Sérgio Amadeu avalia que extrema-direita vai fazer de tudo para vencer eleições e defende campanha educativa para prevenir oceano de fake news

Pt.org
Sergio Amadeu




Capital X Direitos Humanos

Em entrevista concedida em novembro passado à Diálogos do Sul, o professor Sérgio Amadeu, da Universidade Federal do ABC e do Comitê Científico Deliberativo da Associação Brasileira de Pesquisadores em Cibercultura, falou da importância de tratados internacionais sobre o fluxo mundial de dados que respeitem a soberania dos povos no controle das suas populações — principalmente das parcelas mais fragilizadas, que são as crianças.

“Em 2022 teremos uma das eleições mais sujas da história”, avalia Sergio Amadeu

Enfatizou a necessidade de acordos globais para viabilizar mais transparência, além de uma supervisão democrática das plataformas digitais — que se tornaram gigantes, com poder superior a muitos estados nacionais.

* _Dados de entrada_:
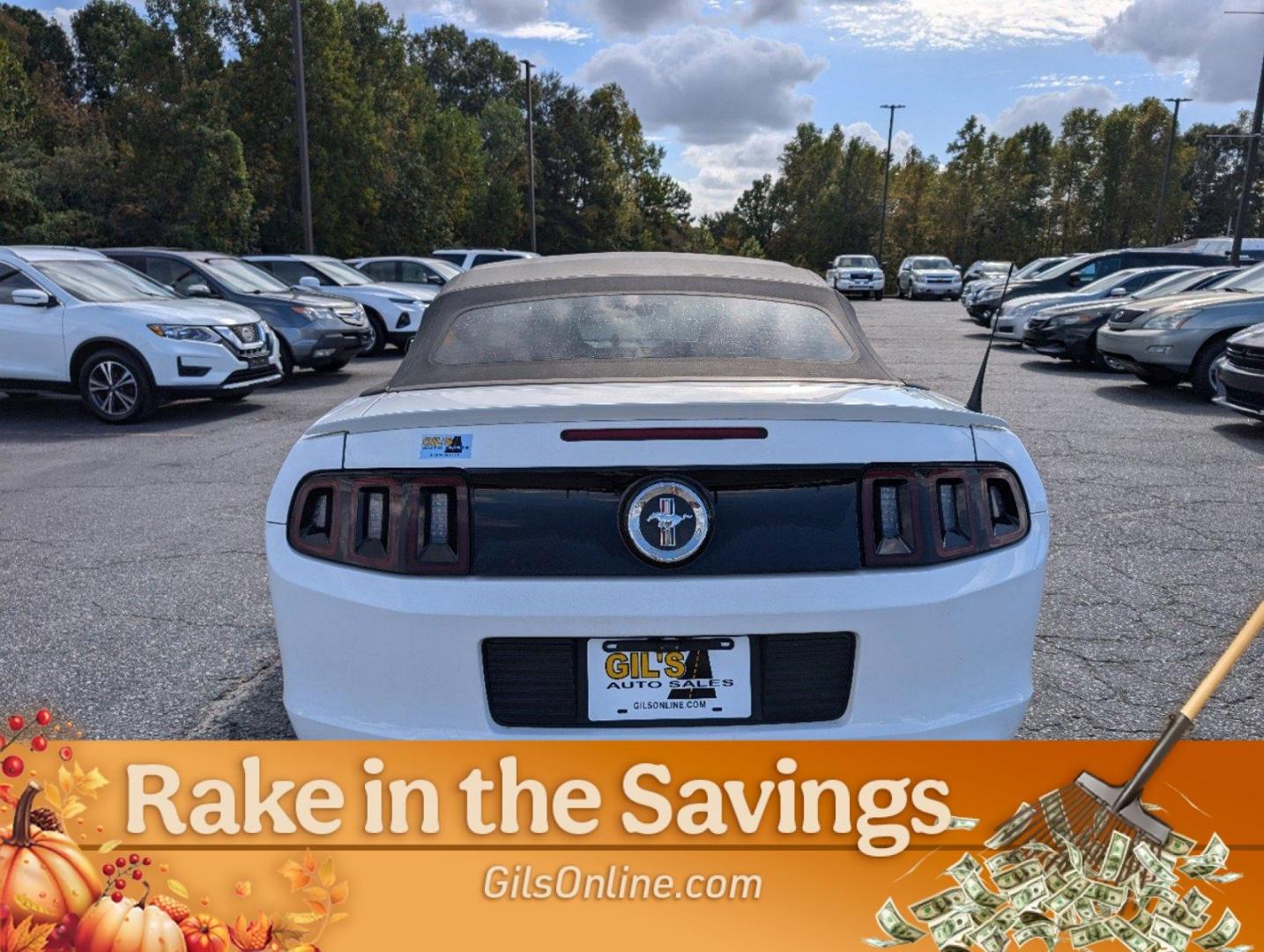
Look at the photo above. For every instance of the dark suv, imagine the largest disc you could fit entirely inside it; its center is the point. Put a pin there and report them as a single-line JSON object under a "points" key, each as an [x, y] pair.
{"points": [[316, 331], [1086, 268]]}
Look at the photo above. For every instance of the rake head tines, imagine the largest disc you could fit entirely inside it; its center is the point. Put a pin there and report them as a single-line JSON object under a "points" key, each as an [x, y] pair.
{"points": [[1081, 818]]}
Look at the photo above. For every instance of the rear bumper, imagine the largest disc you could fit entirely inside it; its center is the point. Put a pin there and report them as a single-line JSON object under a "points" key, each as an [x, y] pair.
{"points": [[942, 651], [1068, 343]]}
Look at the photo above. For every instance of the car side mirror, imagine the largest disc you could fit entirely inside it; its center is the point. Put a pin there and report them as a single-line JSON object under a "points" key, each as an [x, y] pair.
{"points": [[31, 297]]}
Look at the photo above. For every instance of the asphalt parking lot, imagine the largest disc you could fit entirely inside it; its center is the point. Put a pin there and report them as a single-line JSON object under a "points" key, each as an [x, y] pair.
{"points": [[133, 590]]}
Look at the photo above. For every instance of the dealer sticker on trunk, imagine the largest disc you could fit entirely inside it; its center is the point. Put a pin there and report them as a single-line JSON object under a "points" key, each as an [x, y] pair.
{"points": [[448, 447], [669, 679]]}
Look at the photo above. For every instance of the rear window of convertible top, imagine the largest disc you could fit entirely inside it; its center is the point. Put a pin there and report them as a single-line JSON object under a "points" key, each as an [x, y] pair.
{"points": [[643, 326]]}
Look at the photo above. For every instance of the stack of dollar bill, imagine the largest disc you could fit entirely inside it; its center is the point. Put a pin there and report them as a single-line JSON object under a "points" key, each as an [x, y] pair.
{"points": [[1051, 891]]}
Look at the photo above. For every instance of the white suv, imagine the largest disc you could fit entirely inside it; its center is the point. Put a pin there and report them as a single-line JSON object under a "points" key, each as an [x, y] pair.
{"points": [[466, 258], [72, 320], [395, 311]]}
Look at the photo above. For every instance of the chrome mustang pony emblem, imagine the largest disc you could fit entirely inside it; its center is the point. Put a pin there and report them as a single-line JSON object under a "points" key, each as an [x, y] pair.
{"points": [[670, 512]]}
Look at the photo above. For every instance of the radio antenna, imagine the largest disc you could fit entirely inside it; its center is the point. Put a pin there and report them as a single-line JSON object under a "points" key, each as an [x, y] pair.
{"points": [[976, 396]]}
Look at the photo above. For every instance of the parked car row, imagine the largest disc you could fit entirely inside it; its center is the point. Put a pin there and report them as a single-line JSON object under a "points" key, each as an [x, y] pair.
{"points": [[1168, 316], [131, 328]]}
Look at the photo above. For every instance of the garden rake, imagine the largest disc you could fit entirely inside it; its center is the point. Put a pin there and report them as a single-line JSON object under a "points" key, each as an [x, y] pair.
{"points": [[1087, 812]]}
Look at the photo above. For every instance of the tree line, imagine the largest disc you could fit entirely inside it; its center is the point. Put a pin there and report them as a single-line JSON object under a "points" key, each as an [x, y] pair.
{"points": [[1095, 185], [176, 127]]}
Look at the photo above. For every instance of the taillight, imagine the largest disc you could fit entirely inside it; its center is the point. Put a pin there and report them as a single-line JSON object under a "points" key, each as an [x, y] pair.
{"points": [[413, 524], [924, 515]]}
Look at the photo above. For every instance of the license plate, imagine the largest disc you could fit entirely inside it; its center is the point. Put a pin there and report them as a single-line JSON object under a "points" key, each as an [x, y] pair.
{"points": [[669, 679]]}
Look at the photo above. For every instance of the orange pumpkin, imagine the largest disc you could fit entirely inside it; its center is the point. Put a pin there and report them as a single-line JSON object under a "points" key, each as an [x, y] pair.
{"points": [[43, 875], [205, 933], [128, 926]]}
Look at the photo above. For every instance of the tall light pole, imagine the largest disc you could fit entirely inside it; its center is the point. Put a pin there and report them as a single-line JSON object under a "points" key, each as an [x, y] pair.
{"points": [[1167, 166], [1253, 140], [531, 157], [886, 176], [305, 178]]}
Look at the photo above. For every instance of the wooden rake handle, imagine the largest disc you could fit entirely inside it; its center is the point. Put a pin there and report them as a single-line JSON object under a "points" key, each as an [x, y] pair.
{"points": [[1183, 721], [1226, 661]]}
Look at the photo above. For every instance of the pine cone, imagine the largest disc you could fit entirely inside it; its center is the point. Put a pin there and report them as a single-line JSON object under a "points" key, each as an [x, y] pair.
{"points": [[46, 820]]}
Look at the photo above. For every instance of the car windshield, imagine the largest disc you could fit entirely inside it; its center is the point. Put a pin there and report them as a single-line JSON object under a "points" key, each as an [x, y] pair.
{"points": [[1181, 281], [339, 273], [928, 264], [1038, 267], [1104, 285], [243, 279], [643, 326], [442, 268], [1246, 279], [101, 281]]}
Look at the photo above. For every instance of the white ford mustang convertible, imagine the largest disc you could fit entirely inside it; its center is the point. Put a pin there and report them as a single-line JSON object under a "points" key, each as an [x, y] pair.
{"points": [[654, 495]]}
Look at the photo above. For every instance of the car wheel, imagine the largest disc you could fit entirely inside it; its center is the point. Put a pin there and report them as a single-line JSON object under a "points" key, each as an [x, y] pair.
{"points": [[377, 340], [115, 387], [1158, 378], [1202, 372]]}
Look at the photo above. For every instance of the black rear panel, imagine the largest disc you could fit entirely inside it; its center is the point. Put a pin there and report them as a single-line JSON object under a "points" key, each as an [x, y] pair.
{"points": [[797, 679], [568, 523]]}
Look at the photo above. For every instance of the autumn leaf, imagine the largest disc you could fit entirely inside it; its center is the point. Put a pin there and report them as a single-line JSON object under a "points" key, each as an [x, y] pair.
{"points": [[28, 937], [326, 873], [297, 875]]}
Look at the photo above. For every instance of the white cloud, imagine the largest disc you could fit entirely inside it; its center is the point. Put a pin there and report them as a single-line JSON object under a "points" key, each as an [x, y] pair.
{"points": [[517, 19], [900, 142], [638, 17], [1049, 108], [710, 85], [1219, 53], [961, 24], [772, 11], [727, 169]]}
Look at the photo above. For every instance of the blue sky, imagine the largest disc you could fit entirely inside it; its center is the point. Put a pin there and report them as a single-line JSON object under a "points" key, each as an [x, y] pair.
{"points": [[721, 84]]}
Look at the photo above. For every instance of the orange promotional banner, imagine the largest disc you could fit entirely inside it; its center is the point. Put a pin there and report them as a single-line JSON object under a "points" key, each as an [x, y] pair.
{"points": [[564, 844]]}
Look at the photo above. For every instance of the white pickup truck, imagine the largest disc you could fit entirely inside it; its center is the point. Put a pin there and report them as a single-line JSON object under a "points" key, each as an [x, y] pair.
{"points": [[856, 274]]}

* _Instruções do exercício_:
[1] Substitua "novembro" por "dezembro" e reproduza o trecho sobre Sérgio Amadeu em tudo o que vai de "Em entrevista concedida" até "são as crianças.".
[2] Localize as linhas que contêm a palavra "orange" e copie cada uma delas, respeitando a diferença entre maiúsculas e minúsculas.
O trecho e as linhas vêm de fontes distintas.

* _Tarefas resolvidas_:
[1]
Em entrevista concedida em dezembro passado à Diálogos do Sul, o professor Sérgio Amadeu, da Universidade Federal do ABC e do Comitê Científico Deliberativo da Associação Brasileira de Pesquisadores em Cibercultura, falou da importância de tratados internacionais sobre o fluxo mundial de dados que respeitem a soberania dos povos no controle das suas populações — principalmente das parcelas mais fragilizadas, que são as crianças.

[2]
Look at the photo above. For every instance of the orange pumpkin, imagine the largest disc you could fit entirely inside it; its center is the point. Put a pin there and report them as a single-line JSON object under a "points" key, each as an [x, y] pair.
Look at the photo above. For every instance of the orange promotional banner, imagine the largest disc you could fit entirely inside it; its center is the point. Put a pin there and report them as a single-line JSON object under a "points" key, each as an [x, y] pair.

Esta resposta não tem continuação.